May 25, 2009

Day 9 Community Support- Normal?

“Normal”. The “n” word.

Is that “normal”?

I think it is “normal”.

God! I hope it is “normal”!

Funny thing about the word, if you say it quickly 20 times, the word no longer sounds normal. So what does that say? If even the word itself ceases to actually be what it claims to define? Do you think all this talk about the word normal is “normal”? Is there something wrong with me? Is it normal to get so focussed on one little word? Well when the word has so much power I should say so!!

I lie in bed this afternoon watching a TED video by Helen Fisher. I found her book Anatomy of Love, recently in a thrift store. I will be honest, I haven’t read the book cover to cover, just snippets, but Chris is reading it. I know this because he keeps following me round the house, book in hand, assuring me, with a hint of astonishment, that we are normal! The book explores the natural history of monogamy and makes some pretty bold statements that are far from popular. In the video Helen speaks about antidepressants ruining ones ability to love. I have some friends who have given in to taking these drugs just to feel “normal again”. I wonder if they even realize they are messing with their ability to form attachments; their ability to love? Life without the intense feeling of love seems so sad to me. I really do believe love is the single most important thing there is. I reached out to a friend today, in love, we haven’t spoken in some time. He reached back, then for reasons I can only guess at, ran away...again. I came home and cried. It hurts to love and be rejected. I know that the rejection had NOTHING to do with me, but somehow this didn’t make it hurt less. In a moment of painful sadness, I thought “What is wrong with me?Why do I love so strongly? Why do I reach out in love to others so often? Is this normal?” It was after this I watched Helen Fishers video. I wasn’t looking for answers, more like distracting myself from my weepy heart, but along came an answer anyway. The results are is in folks, and they are normal.

I have no fancy segue into today's community talent, though I can tell you he appears to be normal. He is Thomas, I barely know him. I don’t know what he does with most of his day, whether he is married, has a brother, or likes coffee. I do know he is fiercely dedicated to running our local Contact Improv Jam, and that he continues to show up week after week, even when the numbers are small. Contact Improv is a really hard thing for, I would say, MOST people. It involves touching another human being, usually one you don’t know very well, and accepting that neither of you has any idea what happens next. It is the ultimate in letting go of control, at least in the beginning. Once you begin to get used to it there is more control in that you know you lived through it last time and likely will again. I am sure this description is making you all want to run out and join a class! The upside? Well the upside is hard for me to explain because it is a deep, soft visceral feeling. Connecting with another human being with such vulnerability is rare outside of the bedroom. When participating in contact improv the goal is to touch, to tap into the movement of the other, no leader, no follower, just a subtle energetic back and forth. It is a close as I have come to proof that we are all truly ONE. When I relax, let go of my thinking mind, use nothing but senses, then magic happens. I can explain it to you this way; have you ever had a moment ,say, on a beach at sunset, or while surfing, or at the sight of a child's smile where you knew beyond any doubt that God existed? But when you try to explain it words ALWAYS fail? That is the experience I have felt in contact improv. The kicker is I didn’t experience it alone, I experienced it with another, a stranger. I fell in love on the dance floor. This doesn’t happen every time, but it does happen. Knowing this possibility is what gets me through those awkward moments of rolling round on the floor with a sweaty stranger, wondering “is this normal?”

◆ **Task brief**: Sum up the Day 9 entry about the word "normal" in two sentences. The records after this point are separate material, apart from the entry above.

Data lines
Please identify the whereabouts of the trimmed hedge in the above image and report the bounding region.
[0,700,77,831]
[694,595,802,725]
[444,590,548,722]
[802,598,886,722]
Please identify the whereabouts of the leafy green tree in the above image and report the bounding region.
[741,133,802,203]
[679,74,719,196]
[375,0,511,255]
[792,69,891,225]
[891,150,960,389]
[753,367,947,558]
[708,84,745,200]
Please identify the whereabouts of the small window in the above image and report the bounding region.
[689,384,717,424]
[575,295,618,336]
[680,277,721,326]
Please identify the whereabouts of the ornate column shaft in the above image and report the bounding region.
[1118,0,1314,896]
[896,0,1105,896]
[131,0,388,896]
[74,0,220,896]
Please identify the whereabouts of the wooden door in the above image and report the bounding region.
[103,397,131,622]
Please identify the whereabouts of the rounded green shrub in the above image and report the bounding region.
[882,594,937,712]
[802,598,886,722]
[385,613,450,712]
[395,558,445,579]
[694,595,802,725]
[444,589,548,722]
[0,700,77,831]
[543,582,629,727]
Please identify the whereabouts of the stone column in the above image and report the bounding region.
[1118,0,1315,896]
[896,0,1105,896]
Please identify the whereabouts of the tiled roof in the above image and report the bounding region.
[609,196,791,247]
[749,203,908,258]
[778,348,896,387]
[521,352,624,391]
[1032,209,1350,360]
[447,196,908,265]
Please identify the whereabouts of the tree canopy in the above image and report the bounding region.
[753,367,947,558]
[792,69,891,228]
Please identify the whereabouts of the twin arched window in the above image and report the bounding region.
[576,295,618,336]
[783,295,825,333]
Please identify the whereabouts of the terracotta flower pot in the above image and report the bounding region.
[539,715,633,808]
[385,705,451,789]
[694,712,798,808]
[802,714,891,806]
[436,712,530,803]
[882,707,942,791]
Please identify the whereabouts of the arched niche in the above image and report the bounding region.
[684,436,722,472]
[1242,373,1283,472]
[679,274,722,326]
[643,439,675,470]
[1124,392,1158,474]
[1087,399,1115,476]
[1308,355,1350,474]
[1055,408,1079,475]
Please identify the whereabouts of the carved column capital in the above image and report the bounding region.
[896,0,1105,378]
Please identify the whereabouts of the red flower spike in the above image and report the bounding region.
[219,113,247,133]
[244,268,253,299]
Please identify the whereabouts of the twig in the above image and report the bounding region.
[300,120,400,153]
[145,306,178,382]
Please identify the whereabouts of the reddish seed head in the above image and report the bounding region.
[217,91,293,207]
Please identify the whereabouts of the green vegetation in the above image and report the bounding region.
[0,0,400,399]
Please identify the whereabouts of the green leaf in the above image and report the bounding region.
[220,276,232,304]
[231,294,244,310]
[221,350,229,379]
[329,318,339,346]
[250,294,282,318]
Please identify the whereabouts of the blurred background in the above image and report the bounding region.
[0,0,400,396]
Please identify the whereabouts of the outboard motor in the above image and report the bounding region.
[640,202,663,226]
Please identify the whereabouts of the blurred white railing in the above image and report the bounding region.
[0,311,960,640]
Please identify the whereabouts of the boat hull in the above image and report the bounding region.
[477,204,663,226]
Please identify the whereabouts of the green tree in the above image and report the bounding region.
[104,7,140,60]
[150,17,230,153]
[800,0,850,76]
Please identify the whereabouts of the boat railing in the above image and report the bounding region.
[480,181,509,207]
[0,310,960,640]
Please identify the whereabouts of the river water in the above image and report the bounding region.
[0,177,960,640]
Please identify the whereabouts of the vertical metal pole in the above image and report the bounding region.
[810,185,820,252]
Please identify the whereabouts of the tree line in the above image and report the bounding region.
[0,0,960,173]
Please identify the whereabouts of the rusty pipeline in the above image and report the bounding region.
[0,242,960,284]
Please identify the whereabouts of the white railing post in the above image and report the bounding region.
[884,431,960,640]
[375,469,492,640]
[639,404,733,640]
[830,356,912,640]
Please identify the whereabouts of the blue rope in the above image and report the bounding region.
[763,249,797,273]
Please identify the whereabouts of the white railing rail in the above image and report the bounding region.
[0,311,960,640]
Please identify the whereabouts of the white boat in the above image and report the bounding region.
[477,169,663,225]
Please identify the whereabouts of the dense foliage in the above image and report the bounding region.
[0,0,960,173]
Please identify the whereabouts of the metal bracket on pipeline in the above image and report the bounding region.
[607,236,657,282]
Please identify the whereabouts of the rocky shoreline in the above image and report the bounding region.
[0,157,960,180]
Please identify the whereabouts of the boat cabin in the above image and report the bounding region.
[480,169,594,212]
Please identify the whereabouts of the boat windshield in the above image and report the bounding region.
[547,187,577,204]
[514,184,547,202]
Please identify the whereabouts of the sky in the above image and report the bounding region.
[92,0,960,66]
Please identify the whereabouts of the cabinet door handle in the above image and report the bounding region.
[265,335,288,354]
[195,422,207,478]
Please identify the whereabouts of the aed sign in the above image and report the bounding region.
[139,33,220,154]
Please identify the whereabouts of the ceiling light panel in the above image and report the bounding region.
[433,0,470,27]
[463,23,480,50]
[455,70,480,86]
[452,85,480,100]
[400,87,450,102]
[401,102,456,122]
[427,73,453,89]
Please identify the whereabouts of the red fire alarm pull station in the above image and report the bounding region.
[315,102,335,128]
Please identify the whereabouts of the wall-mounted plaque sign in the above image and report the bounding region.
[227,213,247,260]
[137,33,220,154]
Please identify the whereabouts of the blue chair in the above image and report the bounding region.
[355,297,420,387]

◆ **Solved problem**: After a friend reached back and then ran away again, the writer cried and wondered whether loving so strongly is normal, and a TED video by Helen Fisher, whose book Anatomy of Love Chris is reading, brought the answer that it is. The writer also recognizes Thomas, who keeps showing up week after week to run the local Contact Improv Jam, a practice of touching a near stranger with no leader and no follower that the writer finds hard but in which magic sometimes happens.